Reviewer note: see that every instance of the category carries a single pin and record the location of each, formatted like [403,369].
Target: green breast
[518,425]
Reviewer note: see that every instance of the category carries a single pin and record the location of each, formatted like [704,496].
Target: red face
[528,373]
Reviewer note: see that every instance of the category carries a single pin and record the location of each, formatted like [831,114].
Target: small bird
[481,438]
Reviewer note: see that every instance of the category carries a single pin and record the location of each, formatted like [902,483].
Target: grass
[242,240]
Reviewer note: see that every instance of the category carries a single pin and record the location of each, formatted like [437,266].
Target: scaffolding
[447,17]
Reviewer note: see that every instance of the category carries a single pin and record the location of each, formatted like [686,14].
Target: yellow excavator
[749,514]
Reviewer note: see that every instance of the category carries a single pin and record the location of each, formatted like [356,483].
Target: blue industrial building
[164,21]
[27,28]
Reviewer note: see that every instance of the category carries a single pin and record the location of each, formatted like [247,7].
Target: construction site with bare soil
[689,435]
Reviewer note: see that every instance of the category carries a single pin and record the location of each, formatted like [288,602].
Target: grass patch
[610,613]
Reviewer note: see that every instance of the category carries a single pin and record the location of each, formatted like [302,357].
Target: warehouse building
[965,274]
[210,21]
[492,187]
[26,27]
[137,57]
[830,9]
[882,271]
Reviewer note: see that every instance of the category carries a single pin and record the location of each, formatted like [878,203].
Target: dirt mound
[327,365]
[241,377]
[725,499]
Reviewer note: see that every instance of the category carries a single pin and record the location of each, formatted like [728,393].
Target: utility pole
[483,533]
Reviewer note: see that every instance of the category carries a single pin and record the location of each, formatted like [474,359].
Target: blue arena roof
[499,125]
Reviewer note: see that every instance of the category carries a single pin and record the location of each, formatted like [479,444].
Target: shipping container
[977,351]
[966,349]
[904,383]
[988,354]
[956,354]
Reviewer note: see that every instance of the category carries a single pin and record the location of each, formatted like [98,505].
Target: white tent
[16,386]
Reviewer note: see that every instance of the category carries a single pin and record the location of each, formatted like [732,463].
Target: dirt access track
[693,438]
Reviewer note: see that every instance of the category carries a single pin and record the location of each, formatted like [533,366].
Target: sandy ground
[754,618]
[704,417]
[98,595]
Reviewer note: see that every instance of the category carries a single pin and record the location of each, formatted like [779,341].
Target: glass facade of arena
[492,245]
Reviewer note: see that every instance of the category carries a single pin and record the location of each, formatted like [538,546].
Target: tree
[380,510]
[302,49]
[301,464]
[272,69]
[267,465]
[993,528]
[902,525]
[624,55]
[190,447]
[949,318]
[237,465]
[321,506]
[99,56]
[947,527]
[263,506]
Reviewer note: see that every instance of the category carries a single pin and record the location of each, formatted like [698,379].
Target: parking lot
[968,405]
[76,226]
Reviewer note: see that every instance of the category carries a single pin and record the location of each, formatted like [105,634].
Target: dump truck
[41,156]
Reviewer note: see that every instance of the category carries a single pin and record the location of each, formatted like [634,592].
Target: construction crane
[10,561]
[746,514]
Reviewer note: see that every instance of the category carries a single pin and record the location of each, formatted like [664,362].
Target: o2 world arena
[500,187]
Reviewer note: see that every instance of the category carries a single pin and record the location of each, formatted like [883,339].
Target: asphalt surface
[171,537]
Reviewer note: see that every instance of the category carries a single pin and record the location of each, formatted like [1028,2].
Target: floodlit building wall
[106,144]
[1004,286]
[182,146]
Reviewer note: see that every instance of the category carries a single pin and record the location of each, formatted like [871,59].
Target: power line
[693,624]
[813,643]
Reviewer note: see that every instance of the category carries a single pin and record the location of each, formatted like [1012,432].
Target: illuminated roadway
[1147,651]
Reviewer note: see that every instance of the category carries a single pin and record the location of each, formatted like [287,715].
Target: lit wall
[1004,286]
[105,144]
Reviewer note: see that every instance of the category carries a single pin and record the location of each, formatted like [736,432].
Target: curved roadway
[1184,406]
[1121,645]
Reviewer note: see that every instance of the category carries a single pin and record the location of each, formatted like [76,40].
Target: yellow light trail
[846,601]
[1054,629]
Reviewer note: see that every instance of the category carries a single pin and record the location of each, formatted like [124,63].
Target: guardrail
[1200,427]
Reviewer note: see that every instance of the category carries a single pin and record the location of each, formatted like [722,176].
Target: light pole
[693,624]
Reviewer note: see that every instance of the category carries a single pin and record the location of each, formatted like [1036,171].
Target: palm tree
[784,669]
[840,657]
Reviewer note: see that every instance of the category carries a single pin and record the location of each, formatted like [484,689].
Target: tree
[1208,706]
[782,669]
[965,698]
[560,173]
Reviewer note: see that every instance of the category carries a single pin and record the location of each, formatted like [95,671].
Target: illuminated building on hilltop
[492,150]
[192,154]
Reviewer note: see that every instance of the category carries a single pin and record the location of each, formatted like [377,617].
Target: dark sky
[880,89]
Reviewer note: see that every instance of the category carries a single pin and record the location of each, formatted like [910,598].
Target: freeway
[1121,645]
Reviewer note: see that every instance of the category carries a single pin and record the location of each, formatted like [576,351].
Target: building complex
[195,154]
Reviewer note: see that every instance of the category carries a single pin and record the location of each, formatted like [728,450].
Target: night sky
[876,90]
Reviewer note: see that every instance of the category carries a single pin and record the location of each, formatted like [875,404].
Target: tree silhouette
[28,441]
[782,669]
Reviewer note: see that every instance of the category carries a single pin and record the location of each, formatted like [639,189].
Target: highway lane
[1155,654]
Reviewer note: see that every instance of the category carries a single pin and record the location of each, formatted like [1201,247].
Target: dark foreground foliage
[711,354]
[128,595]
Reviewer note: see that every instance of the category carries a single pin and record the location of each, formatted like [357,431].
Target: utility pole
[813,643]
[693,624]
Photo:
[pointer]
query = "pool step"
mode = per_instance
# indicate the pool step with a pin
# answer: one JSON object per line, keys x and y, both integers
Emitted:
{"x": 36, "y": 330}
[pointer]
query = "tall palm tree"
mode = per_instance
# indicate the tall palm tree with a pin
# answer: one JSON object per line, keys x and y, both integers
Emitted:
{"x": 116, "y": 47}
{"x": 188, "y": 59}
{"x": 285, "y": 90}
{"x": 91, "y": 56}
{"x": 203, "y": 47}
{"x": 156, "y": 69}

*-*-*

> [Required action]:
Every line above with the word "step" is to be copied out.

> [Reply]:
query = "pool step"
# indicate the pool step with a pin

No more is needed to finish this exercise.